◆ Selected text:
# # # # # # #
And many athletes are being extra cautious about what once was a routine matter
of answering correspondence from fans.
Each week, Tiger Woods gets stacks of mail sent either through the PGA Tour
or to his agent's offices. They eventually work their way down to a business office
he has in Orlando, Fla., and are now handled more carefully than ever.
"My assistant has definitely talked about using gloves," Woods said.
"It is a danger right now, the way things are going. But it's one of those
things where a lot of fans write in, and you have to answer."
Jackie Sutherland, the mailroom manager for the PGA Tour, said a couple of
players have called and said they don't want their mail and to stamp it return
to sender.
Effective Monday, mailroom workers began wearing surgical gloves. If mail has
no return address and looks suspicious, Sutherland said he sends the worker out
of the room, closes the door, shuts off the air conditioning and opens it himself
or calls the head of PGA Tour security, Joe Corless, a retired FBI agent.
# # # # # # #
◆ Exercise:
Print the passage about athletes handling fan mail and the PGA Tour mailroom in full, word for word.

◆ Collected data:
# # # # # # #
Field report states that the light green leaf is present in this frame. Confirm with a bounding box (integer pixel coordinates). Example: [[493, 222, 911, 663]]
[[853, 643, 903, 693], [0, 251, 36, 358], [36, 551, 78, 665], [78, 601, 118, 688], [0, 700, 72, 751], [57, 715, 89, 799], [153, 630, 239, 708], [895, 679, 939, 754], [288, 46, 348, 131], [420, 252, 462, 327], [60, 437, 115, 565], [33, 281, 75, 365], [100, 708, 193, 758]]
# # # # # # #
◆ Response for this exercise:
And many athletes are being extra cautious about what once was a routine matter
of answering correspondence from fans.
Each week, Tiger Woods gets stacks of mail sent either through the PGA Tour
or to his agent's offices. They eventually work their way down to a business office
he has in Orlando, Fla., and are now handled more carefully than ever.
"My assistant has definitely talked about using gloves," Woods said.
"It is a danger right now, the way things are going. But it's one of those
things where a lot of fans write in, and you have to answer."
Jackie Sutherland, the mailroom manager for the PGA Tour, said a couple of
players have called and said they don't want their mail and to stamp it return
to sender.
Effective Monday, mailroom workers began wearing surgical gloves. If mail has
no return address and looks suspicious, Sutherland said he sends the worker out
of the room, closes the door, shuts off the air conditioning and opens it himself
or calls the head of PGA Tour security, Joe Corless, a retired FBI agent.